- Article -
** Start **

As the pope put it, there is no “legal vacuum.”
The letter was addressed to Italian Cardinal Pietro Parolin, the secretary of state, with the request that Parolin inform everyone else.
Depending on how one chooses to look at it, this was either:
A) A fairly routine bureaucratic reminder in a time of transition.
B) A rebuke of Australian Cardinal George Pell, the Vatican’s top financial official and a prime mover behind a controversial letter to the pope from roughly a dozen cardinals complaining about the process during the recent Synod of Bishops.
As the pope’s missive made the rounds on Tuesday, one could find variations on both those reactions.
Herewith, three questions and answers about what to make of it.
Why would this be about Pell?
The only specific area of Vatican operations the pope mentions in the letter is hiring and transfers. Theoretically, the Vatican is still under a freeze on new hires decreed by Parolin in February 2014, the major exception to which has been a new financial apparatus created by Francis and guided in part by Pell.
(One has to say “in part,” because those structures also include a ramped-up version of the Vatican’s financial watchdog unit, the Financial Information Authority, and a new auditor general’s office, both of which are independent.)
It’s natural for insiders to assume that if the pope is reminding people of limits on hiring, it must be directed at the departments doing most of the hiring: the financial outfits, including Pell’s.
Then there’s the synod. At the beginning, Pell was seen as the ringleader of the cardinals’ letter to Francis, which was taken by some as a preemptive strike in case the progressive side prevailed. During the course of the synod’s debates, he emerged as a leading opponent of proposed reforms, such as opening Communion to divorced and civilly remarried Catholics.
Pell’s outspokenness sometimes rubbed people the wrong way, among other things triggering a rare public complaint from Cardinal Reinhard Marx of Munich on behalf of the German bishops at the close of the synod.
Especially given that Marx also chairs a Council for the Economy that oversees Pell’s department, it’s understandable for some people to assume the pope’s letter about hiring may have been payback. (In truth, the letter was in the works before the synod began, but that hasn’t stopped some observers from connecting the dots.)

** End **

- Dataset rows -
** Start **

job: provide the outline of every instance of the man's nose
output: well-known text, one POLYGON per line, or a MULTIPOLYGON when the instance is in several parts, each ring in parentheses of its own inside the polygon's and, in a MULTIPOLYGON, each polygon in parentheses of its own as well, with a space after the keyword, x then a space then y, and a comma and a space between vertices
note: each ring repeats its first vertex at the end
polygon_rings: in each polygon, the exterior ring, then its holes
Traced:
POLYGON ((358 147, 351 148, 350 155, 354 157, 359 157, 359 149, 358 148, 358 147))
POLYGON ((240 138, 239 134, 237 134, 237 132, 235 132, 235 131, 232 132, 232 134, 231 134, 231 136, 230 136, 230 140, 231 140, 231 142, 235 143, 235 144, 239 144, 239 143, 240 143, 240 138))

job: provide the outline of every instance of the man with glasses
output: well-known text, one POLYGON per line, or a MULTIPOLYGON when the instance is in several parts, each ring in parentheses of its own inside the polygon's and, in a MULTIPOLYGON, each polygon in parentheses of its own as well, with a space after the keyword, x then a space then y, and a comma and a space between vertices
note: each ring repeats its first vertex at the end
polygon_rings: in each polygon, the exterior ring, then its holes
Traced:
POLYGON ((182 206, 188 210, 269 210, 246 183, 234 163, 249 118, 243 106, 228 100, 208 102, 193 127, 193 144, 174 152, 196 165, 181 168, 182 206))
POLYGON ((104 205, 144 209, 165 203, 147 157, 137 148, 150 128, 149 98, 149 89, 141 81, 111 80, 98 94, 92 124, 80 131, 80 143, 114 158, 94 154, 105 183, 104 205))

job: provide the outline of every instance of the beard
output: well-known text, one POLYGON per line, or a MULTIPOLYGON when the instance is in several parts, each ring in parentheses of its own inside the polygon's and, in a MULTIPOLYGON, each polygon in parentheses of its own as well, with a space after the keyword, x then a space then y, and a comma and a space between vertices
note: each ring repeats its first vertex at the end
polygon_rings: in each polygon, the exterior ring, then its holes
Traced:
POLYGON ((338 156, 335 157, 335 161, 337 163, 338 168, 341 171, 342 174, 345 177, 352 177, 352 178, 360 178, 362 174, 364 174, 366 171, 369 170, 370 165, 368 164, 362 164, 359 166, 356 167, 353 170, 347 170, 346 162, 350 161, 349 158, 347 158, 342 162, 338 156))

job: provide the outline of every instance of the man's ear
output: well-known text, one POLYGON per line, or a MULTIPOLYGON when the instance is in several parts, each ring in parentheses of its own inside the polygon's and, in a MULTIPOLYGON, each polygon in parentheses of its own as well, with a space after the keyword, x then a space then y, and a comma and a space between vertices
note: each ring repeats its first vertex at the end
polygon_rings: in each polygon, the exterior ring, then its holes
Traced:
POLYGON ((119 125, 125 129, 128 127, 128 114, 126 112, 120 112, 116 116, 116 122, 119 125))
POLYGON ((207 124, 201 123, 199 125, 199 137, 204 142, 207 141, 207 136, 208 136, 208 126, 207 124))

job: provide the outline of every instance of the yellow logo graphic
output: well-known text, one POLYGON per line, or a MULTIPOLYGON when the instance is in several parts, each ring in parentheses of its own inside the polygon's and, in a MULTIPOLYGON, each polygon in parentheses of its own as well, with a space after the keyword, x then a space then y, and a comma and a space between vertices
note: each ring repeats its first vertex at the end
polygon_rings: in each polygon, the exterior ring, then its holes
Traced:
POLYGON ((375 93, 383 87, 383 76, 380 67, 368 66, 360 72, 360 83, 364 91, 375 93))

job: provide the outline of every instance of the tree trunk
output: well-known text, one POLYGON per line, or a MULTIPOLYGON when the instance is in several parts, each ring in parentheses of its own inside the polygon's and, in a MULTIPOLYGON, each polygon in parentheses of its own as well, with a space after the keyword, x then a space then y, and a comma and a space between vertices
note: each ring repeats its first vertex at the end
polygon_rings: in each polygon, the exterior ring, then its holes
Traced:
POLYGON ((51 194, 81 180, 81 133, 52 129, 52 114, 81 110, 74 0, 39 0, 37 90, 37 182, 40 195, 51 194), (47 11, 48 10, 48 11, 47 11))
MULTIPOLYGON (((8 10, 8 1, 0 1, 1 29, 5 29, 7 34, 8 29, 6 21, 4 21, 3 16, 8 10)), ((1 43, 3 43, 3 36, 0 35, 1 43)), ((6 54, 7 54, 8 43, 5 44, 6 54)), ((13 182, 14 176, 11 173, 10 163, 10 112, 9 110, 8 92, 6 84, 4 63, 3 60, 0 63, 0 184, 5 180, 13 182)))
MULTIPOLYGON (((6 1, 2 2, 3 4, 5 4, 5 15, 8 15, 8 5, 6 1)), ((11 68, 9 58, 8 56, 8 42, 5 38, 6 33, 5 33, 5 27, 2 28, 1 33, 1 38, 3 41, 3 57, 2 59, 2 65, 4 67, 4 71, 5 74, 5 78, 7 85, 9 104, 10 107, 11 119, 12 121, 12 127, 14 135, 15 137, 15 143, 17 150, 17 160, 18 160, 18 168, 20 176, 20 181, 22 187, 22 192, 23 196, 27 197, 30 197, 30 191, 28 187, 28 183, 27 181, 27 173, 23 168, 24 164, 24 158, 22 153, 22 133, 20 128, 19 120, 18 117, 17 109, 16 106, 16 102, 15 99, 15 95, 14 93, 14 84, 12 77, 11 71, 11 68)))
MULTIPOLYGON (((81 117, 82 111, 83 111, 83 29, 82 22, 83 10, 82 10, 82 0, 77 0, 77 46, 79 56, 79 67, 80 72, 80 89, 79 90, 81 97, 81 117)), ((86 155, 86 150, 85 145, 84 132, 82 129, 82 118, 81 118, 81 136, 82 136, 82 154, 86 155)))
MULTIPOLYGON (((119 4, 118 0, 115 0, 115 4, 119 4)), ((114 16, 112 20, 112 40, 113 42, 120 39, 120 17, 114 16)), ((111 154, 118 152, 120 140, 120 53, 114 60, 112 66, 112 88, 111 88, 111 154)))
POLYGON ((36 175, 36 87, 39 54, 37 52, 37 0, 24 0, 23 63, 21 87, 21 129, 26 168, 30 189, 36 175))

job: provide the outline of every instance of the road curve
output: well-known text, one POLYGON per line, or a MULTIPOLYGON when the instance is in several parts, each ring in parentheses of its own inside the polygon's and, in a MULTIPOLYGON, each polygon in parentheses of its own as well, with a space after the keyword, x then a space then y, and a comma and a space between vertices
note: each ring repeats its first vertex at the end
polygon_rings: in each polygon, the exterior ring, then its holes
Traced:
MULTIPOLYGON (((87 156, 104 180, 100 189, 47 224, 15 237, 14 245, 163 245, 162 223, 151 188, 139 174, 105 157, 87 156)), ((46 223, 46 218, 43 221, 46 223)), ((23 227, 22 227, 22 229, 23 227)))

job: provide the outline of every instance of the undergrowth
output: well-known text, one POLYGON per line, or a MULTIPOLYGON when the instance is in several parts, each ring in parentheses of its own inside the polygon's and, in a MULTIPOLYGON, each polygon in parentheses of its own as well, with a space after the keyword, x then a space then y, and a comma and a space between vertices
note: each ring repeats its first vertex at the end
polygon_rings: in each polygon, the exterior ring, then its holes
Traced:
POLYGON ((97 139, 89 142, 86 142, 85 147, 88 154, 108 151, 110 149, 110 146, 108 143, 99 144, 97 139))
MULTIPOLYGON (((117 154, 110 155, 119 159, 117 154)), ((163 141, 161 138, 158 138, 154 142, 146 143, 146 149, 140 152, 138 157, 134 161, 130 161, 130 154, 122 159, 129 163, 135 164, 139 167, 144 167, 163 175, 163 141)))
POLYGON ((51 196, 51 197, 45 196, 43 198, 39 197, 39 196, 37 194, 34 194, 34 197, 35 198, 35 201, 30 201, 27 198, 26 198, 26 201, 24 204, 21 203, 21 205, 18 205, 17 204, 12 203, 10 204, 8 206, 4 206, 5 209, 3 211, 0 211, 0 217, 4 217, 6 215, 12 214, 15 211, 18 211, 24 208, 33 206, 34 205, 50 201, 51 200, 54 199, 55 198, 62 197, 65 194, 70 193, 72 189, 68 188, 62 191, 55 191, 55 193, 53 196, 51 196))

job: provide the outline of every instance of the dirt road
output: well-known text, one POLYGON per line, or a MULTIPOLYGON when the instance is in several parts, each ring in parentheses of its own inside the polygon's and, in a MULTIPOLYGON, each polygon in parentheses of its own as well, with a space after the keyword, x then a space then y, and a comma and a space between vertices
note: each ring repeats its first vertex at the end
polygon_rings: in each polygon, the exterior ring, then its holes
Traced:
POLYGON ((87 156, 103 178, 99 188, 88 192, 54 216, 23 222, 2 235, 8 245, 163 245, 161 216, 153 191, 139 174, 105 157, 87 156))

** End **

- Aim 1 -
In the article about the pope's letter, who received the letter?
- Aim 2 -
Continue the article about the pope's letter from its last sentence.
The rows are separate material and have nothing to do with the article about the pope's letter.

- Written answer 1 -
Italian Cardinal Pietro Parolin, the Vatican secretary of state.

- Written answer 2 -
Is there a reason to think it’s not about Pell?
In a word, “Sure.”
First of all, so far at critical moments the pope has had Pell’s back, including during cycles of criticism in the Italian press in September 2014 related to alleged overspending in Pell’s new office and in June 2015 over Pell’s record on clergy sex abuse scandals in Australia.
Francis and Pell may not see eye-to-eye on everything, but in the run-up to the conclave in March 2013 that propelled Cardinal Jorge Mario Bergoglio of Argentina to the papacy, he and Pell stood shoulder-to-shoulder in supporting a thorough financial clean-up in the Vatican.
Moreover, Pell’s department is not the only one seeking exceptions to the hiring freeze.
In July, Francis created a new “Secretariat for Communications,” and plans call for it to add a handful of personnel. During the synod, Francis also announced that he intends to create a new department devoted to “laity, family, and life,” and it’s possible that it, too, may need to add a few people with specific skill sets.
That new outfit has been dubbed a “mega-dicastery,” which is the Vatican term for a department, and it could be that Francis’ letter was mostly about that. The idea is to combine a few existing offices, and the pontiff’s message could be, “Make do mostly with what you’ve already got rather than planning big-time expansion.”
(As a bureaucratic footnote, the letter could also be seen as an effort by the Secretariat of State, which has seen its traditional power of the purse largely usurped by Pell’s department, to reclaim some of its lost ground.)
How will we know if Pell actually has fallen out of favor?
After the last Synod of Bishops, Francis effectively dumped the Vatican official most prominently identified with the conservative side of its arguments: American Cardinal Raymond Burke, who lost his post as head of the Vatican’s supreme court one month later.
The first test, therefore, will be whether there’s any indication that Francis is contemplating a replacement for Pell.
There’s no hint along those lines so far. Even if there were, it might be difficult, given unconfirmed reports that Pell was elected by his fellow bishops to a council intended to oversee implementation of the synod’s results. Assuming that’s correct, it would suggest that Pell still enjoys the respect of a large swath of the world’s bishops.
(A Vatican spokesman on Wednesday declined to confirm that report to Crux, saying the pope plans to add three names to the 12 elected by the synod and the list won’t be released until that happens.)
Another indicator of a loss of confidence might be if Francis slows down, or balks altogether, as offices such as the Financial Information Authority, the Auditor General, and the Secretariat for the Economy come forward with requests for new hires.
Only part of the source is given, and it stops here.